Nur zwei Tage nach der offiziellen Veröffentlichung der neuen pastoralen Leitlinien für die Ehe scheint es in Deutschland eine Zunahme der Unordnung zu geben. Widersprüchliche, verwirrende und alarmierte Stimmen sind jetzt aus allen Ecken des Landes zu hören. Vor allem aber ist das Dokument selbst schädlicher, als es auf den ersten Blick der Fall zu sein schien.

Der Kirchenrechtler Dr. Edward Peters habe die zuvor veröffentlichten Richtlinien der Bischöfe von Malta als Katastrophe bezeichnet. Die Deutschen seien …

…ziemlich nah an den maltesischen Standard herangekommen. Der deutsche Ausdruck, dass ‚die Entscheidung [der >wiederverheirateten< Geschiedenen], die Sakramente zu empfangen, respektiert werden muss‘, kommt nämlich der maltesischen Aussage nahe, dass die ‚Wiederverheirateten‘ zur Kommunion gehen können, wenn sie „sich im Frieden mit Gott fühlen“. In beiden Fällen wird das subjektive und sentimentalere Gewissen hervorgehoben und ihm sehr entscheidendes Gewicht gegeben.

Hickson zitiert dann die Aussagen von Erzbischof Heiner Koch, als er gefragt wurde,

warum die deutschen Bischöfe – im Gegensatz zu anderen, vorsichtigeren, bischöflichen Leitlinien – jetzt „die weltweite größte Öffnung wählten [im Hinblick auf die ‚wiederverheiratet‘ Geschiedenen], die das eigene Gewissen zur Norm macht“, Koch bedeutsam antwortet: “ Weil wir fest davon überzeugt sind, dass dies die Intention im Wort und im Geist ist, die Papst Franziskus selbst wünscht und geht – und die wir mittragen. “ [Hervorhebungen von Hickson]

So ist es schon klar, dass die deutschen pastoralen Leitlinien zunehmend beunruhigend sind wegen des Akzents, der nun auf das individuelle Gewissen – wenn auch noch nicht auf ein ungeformtes subjektives Gewissen – gelegt werden soll.

In ihrem gestrigen Artikel über die abgeschwächte Wiedergabe der deutschen Leitlinien im Osservatore Romano erwähnt Hickson in Zitierung von Prof. Dr. Hubert Gindert vom Forum Deutscher Katholiken (5.2.2017), dass das Ganze an die Königsteiner Erklärung vom 30.8.1968 erinnert. Genau darauf hatte ich bereits am 3. Februar in meinem Kommentar zu „Was um alles in der Welt ist daran nicht zu verstehen, liebe Bischöfe?“ von Klaus Kelle auf kath.net hingewiesen:

Nichts dazugelernt

Diese Erklärung bzw. das österreichische und schweizerische Pendant (Mariatrost/Solothurn) hatte Kardinal Schönborn vor den Bischöfen Europas am 27.3.2008 im Abendmahlssaal in Jerusalem in einer prophetischen Rede noch als „die Sünde der Bischöfe“ bezeichnet. Diese Erkenntnis am Gnadenort blieb leider ohne jegliche Konsequenz der Umkehr. Lediglich zwei weitere Bischöfe haben sich jemals davon distanziert: Kardinal Meisner 2004 und Bischof em. Elmar Fischer 2012.
○ ○ ○
## ARBEITSANWEISUNGEN
**a.** Schreib die Zeilen der Datensätze Wort für Wort noch einmal ab.
**b.** Führe den Artikel über die pastoralen Leitlinien der deutschen Bischöfe zur Ehe im Anschluss an seinen letzten Satz weiter.
Der Artikel und die Datensätze stehen in keinem Zusammenhang miteinander.

## VORLIEGENDE DATENSÄTZE
○ ○ ○
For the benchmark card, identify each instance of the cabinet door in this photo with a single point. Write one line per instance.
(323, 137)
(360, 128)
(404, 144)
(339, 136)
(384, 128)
○ ○ ○
## LÖSUNGEN
**a.**
For the benchmark card, identify each instance of the cabinet door in this photo with a single point. Write one line per instance.
(323, 137)
(360, 128)
(404, 144)
(339, 136)
(384, 128)

**b.**
Ich bin der Überzeugung, dass jene Erklärungen der Bischöfe eine der entscheidenden Ursachen für den Niedergang der Kirche im deutschen Sprachraum sind, keineswegs eine ominöse irgendwie schicksalhafte „Verdunstung des Glaubens“, wie sie bischöflicherweise gerne bemüht wird. Seit diesem Jahr begann das Vertrocknen des deutschsprachigen Rebzweiges.

Wenn schon jene Erklärungen von 1968 eine solch verheerende Wirkung hatten, so darf erwartet werden, dass die jetzige Erklärung der schon in Agonie liegenden katholischen Kirche in Deutschland in kürzester Frist den Todesstoß versetzen wird. Gibt es eigentlich die Möglichkeit, sich als deutscher Katholik meinetwegen in einer polnischen Pfarrei inkardinieren zu lassen?

5 Gedanken zu „Chaos in der deutschen Kirche . . . (Teil 1)“

  1. Schrecklich wenn die Menschen ihrem Gewissen folgen und nicht der Lehre der Kirche. Oder anders ausgedrückt, wenn das Gewissen der Menschen nicht mehr hundertprozentig den Lehren der Kirche folgt.
    Da ist einiges schief gelaufen, bei der Unterrichtung der Menschen bezüglich der Gewissensbildung. Es bringt eben nix, nach Jahrtausenden schwarzer Pädagogik

  2. Ich hatte dem Titel zunächst den Zusatz „Es herrsche das Gewissen“ hinzugefügt, um den Teil 1 inhaltlich zu präzisieren. Da es so aber verstanden werden musste, dass dieser Zusatz auf Maike Hickson zurückgeht, habe ich ihn wieder gestrichen.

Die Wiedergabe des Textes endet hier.